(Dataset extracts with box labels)
## begin
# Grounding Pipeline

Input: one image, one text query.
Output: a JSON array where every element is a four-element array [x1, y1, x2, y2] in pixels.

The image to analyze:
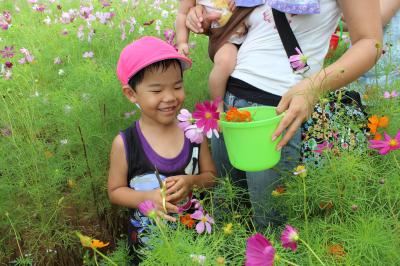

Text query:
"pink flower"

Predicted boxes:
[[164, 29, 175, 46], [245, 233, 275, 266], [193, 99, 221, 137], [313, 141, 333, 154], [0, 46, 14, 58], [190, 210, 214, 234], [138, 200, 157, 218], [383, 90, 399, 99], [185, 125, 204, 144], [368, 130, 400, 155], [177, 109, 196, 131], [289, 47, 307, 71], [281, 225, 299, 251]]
## end
## begin
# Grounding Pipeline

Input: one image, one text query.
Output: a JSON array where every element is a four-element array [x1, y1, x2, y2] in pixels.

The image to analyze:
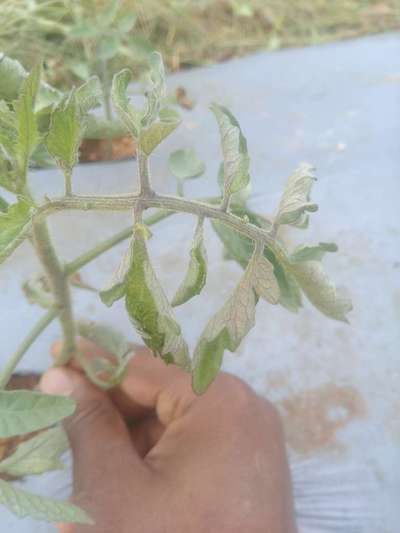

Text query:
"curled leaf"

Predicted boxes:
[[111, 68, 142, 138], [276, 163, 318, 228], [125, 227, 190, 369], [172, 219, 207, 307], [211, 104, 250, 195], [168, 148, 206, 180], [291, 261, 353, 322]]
## end
## begin
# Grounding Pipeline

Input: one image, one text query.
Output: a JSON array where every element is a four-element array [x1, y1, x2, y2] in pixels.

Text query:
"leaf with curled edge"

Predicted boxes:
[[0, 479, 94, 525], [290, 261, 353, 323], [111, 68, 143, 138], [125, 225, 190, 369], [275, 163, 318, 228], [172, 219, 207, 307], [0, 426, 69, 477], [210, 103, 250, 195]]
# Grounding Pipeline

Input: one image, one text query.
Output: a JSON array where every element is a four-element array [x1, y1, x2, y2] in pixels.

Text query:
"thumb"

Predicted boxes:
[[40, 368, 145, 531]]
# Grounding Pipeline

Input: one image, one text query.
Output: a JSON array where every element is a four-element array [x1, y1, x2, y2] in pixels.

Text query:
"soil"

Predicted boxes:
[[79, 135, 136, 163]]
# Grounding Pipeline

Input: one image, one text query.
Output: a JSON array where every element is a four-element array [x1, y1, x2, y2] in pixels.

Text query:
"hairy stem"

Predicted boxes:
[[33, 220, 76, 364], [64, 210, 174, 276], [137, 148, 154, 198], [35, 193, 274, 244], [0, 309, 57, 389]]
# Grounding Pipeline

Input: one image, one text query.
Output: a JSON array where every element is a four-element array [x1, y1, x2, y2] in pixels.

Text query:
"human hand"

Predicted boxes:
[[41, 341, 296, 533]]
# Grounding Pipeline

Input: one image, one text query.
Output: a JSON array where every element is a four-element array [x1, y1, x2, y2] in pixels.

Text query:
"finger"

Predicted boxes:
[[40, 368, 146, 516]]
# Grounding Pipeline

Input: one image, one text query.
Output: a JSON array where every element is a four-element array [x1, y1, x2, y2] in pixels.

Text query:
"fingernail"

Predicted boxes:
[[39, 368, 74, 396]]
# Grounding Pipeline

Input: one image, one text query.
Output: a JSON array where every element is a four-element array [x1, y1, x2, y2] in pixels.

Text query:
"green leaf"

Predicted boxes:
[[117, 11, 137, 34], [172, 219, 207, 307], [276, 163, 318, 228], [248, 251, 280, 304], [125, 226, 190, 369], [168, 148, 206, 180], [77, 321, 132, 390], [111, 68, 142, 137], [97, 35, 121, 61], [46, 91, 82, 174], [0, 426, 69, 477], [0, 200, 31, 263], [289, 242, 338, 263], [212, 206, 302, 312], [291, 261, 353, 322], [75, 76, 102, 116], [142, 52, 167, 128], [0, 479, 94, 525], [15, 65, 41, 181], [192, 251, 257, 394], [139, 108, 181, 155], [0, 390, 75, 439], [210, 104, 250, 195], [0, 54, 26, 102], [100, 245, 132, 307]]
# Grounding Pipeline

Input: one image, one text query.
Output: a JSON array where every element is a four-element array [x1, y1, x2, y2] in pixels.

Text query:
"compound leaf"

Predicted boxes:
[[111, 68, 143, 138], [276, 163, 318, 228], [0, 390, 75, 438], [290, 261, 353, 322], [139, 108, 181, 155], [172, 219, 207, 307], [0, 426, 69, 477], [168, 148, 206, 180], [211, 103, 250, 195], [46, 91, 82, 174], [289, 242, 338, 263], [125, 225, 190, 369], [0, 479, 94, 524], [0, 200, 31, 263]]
## end
◆ **INSTRUCTIONS FOR THE TASK**:
Count the lines of the material that contain the string "leaf", treating uppercase and lowercase as different. Reply with the number alone.

◆ **ANSWER TO THIS TASK**:
4